### Goal of the exercise
Repeat each record that follows, keeping it identical.

### Source records
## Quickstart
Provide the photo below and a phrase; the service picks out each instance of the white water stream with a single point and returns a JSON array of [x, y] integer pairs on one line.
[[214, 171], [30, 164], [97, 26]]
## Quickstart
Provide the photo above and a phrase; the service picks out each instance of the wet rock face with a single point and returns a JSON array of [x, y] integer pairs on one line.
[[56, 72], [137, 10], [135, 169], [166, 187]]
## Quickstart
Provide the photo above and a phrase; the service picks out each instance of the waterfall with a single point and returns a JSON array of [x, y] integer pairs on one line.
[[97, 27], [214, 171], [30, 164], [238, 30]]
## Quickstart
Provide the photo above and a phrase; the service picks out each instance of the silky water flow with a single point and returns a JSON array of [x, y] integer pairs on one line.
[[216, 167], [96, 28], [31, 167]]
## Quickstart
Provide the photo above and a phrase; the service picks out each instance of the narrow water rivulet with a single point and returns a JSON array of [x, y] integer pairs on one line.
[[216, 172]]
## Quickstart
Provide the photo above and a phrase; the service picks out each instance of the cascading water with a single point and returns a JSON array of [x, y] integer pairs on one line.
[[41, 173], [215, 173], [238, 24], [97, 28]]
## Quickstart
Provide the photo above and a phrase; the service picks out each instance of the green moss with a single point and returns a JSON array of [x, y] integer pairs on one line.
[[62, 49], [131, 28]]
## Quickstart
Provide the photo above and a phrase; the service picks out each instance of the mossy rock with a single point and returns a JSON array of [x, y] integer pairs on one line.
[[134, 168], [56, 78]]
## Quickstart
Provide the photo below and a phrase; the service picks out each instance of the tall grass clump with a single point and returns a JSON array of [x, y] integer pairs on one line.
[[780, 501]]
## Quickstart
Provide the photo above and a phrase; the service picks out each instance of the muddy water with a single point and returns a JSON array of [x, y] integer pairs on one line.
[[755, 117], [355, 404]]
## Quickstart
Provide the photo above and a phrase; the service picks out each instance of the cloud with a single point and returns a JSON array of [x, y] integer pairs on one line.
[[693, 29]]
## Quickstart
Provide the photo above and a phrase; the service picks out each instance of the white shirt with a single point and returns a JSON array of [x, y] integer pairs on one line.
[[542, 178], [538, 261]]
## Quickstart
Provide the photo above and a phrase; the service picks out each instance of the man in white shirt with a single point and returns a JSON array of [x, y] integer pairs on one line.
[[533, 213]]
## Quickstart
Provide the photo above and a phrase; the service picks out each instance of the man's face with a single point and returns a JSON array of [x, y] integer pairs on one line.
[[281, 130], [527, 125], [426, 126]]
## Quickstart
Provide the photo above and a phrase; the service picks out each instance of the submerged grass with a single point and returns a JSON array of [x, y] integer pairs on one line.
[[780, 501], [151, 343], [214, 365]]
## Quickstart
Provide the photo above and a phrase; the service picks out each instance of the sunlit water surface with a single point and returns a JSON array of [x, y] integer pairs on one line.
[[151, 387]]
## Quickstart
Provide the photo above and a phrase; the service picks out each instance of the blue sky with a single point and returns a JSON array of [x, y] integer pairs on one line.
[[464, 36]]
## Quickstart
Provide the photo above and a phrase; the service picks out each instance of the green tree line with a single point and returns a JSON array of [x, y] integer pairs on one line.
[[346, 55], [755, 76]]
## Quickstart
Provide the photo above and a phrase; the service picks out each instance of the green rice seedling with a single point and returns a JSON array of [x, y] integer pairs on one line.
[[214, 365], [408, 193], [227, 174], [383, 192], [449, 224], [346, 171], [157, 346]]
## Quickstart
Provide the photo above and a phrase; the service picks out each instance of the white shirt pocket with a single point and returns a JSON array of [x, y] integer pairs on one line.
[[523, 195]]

### The completed task
## Quickstart
Provide the photo below and a phrase; the service picks out each instance of the white water stream with a single point and returns a JSON array of [x, y] integer pairs on one line.
[[214, 171], [30, 164], [97, 26]]
## Quickstart
Provide the photo above and a phrase; the service picks out each instance of the wet rock face with a single point and returns a JSON array of [x, y] integer pairs on one line.
[[56, 72], [137, 10], [135, 169], [166, 187]]
## Quickstart
Provide the photo above and a phrase; the service picks out each instance of the waterfall with a single point and returns a JSON array of [x, y] integer pairs on one line.
[[97, 27], [214, 171], [30, 164], [238, 30]]
## Quickstart
Provide the photo above and a phrase; the service picks out each instance of the silky water flow with a single point and returns a JSON array of [x, y] integer pairs on one line.
[[216, 167], [96, 28], [31, 167]]
## Quickstart
Provide the photo above and a phrase; the service picks out each instance of the narrow water rivulet with a single point and returns a JSON array of [x, y] integer pairs on one line.
[[216, 172]]
## Quickstart
Provide the photo above and a phrase; the service picks out each instance of the cascading water with a single point and returns a JSON array of [x, y] integer pairs on one line.
[[41, 173], [215, 173], [238, 24], [97, 28]]
## Quickstart
Provide the photo above and a phrase; the service picks out each instance of the green moss with a single point and returns a JSON array of [x, y] integer pairs on one line.
[[62, 49], [131, 28]]
## Quickstart
Provide the photo above and a phrase; the service picks out each instance of the mossy rock with a single point and returns a JSON array of [x, y] integer pairs on one line.
[[134, 168], [56, 78]]
## Quickstart
Provide the photo below and a phrase; the service picks out each instance of the tall grass clump with a single point and returns a JSON array of [x, y] integer pairs on one line.
[[780, 501]]
## Quickstart
Provide the photo above and a phrase; the service picks out each instance of the muddy water with a single point and returns a JSON array of [x, y] integer pairs on one line.
[[755, 117], [355, 404]]
## Quickstart
Provide the photo above and a phrase; the service picks out each instance of the cloud with a single point and returns a JSON array of [x, y] integer pairs on one line.
[[693, 29]]
## Quickstart
Provide the photo above and a phrase; the service picks out each instance of the white shirt with a single point and returns a JSON array of [x, y] integer pairs on one line.
[[542, 178], [538, 261]]
## Quickstart
Provide the photo above and a phrase; the service picks out each instance of the man in white shirt with a single point and returns a JSON array of [x, y] integer pairs on one line.
[[533, 213]]
## Quickstart
Provide the photo above and a phrase; the service picks out each instance of the man's face with a single point and returns a JSON array of [x, y] integer pairs on one line.
[[281, 130], [527, 125], [426, 126]]
## Quickstart
Provide the photo above and a phrase; the service picks out each instance of the submerged grass with a single point and returns a JSON array of [x, y] integer pairs on one line.
[[780, 501], [151, 343], [214, 365]]
## Quickstart
Provide the photo above and a phrase; the service picks out each instance of the sunlit water surface with a single point and returns a JSON array of [x, y] integer pairs on one line.
[[151, 387]]
## Quickstart
Provide the photo above and a phrase; the service picks out each instance of the blue sky with a single point and returns a JSON array of [x, y] integer pairs on one line.
[[464, 36]]
## Quickstart
Provide the photo above and a phrase; the service picks out each instance of the green tree line with a single point and returns a JSON array of [x, y] integer pairs on one line.
[[346, 55], [755, 76]]
## Quickstart
Provide the photo above and a phrase; the service picks out each instance of the green rice seedling with a single point and returns a JSON array of [x, y] integer pairs on one line.
[[214, 365], [408, 193], [227, 174], [383, 192], [449, 224], [346, 171], [157, 346]]
## Quickstart
Provide the photo above and a phrase; the service picks out each instance of the white shirt pocket with a single point and returns a JSON array of [x, y] integer pairs on one line.
[[523, 195]]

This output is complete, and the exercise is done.